▶ **WHAT YOU HAVE TO DO**:
Answer these from the forum thread on the expected squared difference below:
1. Over what range are both random variables uniformly distributed?
2. What copula does the reply assume for variables that are independent and identically distributed?
3. What factor does the reply say is missing from the original equation?

I have two random variables ($X$ and $Y$) that are uniformly distributed from 2.16 to 6.81 both. And I need to find $E(|x-y|^2)$.
Is this correct: $\displaystyle\dfrac{\int\limits_{2.16}^{6.81}\int\limits_{2.16}^{6.81} (x^2-2xy+y^2) \;\mathrm{d}x\;\mathrm{d}y}{(6.81-2.16)}$ ?
A good start, but your equation
$\dfrac{\int\limits_{2.16}^{6.81}\int\limits_{2.16}^{6.81} (x^2-2xy+y^2) \;\mathrm{d}x\;\mathrm{d}y}{(6.81-2.16)}$
is not correct and/or the question is not complete. First, you need to assume a probability distribution $f(x,y)$. You only state "Uniform" but there is no "obvious" multivariate uniform distribution. You could build a cumulative distribution $F(x,y) = C(U(x),U(y))$ using a Coppula $C(\cdot,\cdot)$ and then differentiating wrt x and y after each other. Let's say, I assume my variables x,y are independent and identically distributed (iid), aka the Coppula $C(V,W)=VW$, then I get $F(x,y)= U(x)U(y)$ and $f(x,y)= u(x)u(y)$ with uniform distribution
$$u(x)=\mathcal{U}_{2.16,6.81}(x)=\frac{1}{6.81-2.16}\delta(2.16\leq x \leq6.81)=\frac{1}{4.65}\delta(2.16\leq x \leq6.81).$$
Inserting
$\begin{align} E\{|x-y|^2\}&=\int_{-\infty}^{\infty}\int_{-\infty}^{\infty}u(x)u(y)|x-y|^2~\mathrm{d}x~\mathrm{d}y\\ &= \int_{2.16}^{6.81}\frac{1}{4.65}~\int_{2.16}^{6.81}\frac{1}{4.65} (x^2 -2xy+y^2)~\mathrm{d}x~\mathrm{d}y \end{align}$
So, your solution is missing a factor of $\frac{1}{4.65}$ as it should have been squared...

▶ **GIVEN RECORDS**:
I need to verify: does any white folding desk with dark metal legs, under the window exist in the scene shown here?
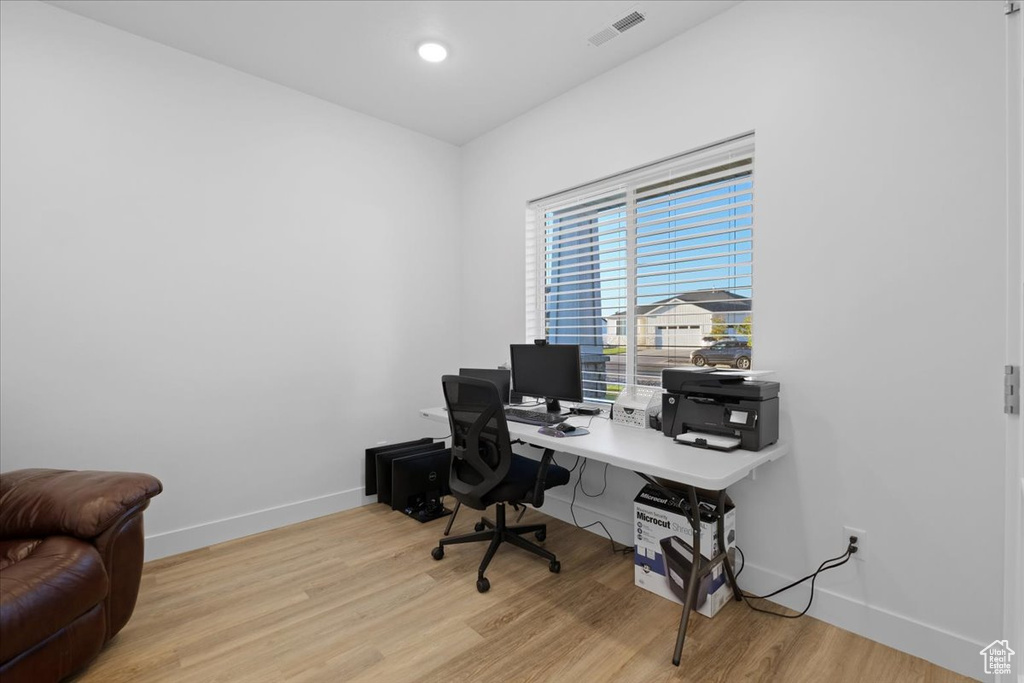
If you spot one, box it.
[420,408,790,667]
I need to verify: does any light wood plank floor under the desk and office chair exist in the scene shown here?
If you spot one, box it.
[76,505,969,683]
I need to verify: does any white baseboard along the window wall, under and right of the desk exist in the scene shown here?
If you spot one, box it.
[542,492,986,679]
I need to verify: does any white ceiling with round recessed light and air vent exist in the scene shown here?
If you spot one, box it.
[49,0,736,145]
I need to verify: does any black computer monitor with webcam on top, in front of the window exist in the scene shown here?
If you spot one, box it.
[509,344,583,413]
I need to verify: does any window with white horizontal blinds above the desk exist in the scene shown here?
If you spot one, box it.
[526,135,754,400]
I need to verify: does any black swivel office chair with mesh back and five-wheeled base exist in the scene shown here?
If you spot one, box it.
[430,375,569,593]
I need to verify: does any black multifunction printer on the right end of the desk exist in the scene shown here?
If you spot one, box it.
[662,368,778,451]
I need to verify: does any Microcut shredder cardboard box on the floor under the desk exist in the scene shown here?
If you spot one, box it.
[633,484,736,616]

==

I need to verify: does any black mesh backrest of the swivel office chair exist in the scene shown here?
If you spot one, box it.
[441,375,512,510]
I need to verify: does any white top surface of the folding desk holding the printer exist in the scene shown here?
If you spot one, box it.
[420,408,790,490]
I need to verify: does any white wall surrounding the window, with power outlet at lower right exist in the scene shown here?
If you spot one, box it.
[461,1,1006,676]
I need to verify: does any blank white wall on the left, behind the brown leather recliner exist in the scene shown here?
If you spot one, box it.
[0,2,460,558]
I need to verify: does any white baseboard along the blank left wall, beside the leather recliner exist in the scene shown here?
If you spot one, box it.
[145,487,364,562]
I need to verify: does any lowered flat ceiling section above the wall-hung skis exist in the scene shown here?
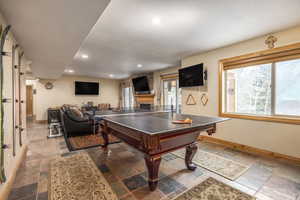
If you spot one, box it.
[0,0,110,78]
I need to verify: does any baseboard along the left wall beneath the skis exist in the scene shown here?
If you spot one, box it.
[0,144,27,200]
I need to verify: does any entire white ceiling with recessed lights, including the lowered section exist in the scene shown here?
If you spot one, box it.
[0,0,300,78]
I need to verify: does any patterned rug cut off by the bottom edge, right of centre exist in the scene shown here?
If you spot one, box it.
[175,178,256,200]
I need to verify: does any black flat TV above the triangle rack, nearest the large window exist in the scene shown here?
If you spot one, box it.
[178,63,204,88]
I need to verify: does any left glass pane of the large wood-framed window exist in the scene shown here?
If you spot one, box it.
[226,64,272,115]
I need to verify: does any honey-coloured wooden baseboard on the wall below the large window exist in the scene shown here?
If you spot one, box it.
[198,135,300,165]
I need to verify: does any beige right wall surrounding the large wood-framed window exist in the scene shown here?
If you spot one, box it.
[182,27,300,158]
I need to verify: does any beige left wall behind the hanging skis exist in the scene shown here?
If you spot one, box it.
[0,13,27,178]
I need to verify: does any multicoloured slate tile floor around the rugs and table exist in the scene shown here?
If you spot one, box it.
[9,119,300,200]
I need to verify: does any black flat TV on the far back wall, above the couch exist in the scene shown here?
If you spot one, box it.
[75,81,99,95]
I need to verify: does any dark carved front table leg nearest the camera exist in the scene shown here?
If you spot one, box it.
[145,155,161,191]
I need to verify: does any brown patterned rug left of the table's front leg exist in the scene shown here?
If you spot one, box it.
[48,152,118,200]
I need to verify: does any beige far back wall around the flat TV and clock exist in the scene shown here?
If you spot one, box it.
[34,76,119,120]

--

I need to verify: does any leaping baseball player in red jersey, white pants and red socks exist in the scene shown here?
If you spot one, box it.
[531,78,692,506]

▶ **ANSWER TO THE EXERCISE**:
1. From 2.16 to 6.81.
2. C(V,W) = VW.
3. A factor of 1/4.65, because the denominator should have been squared.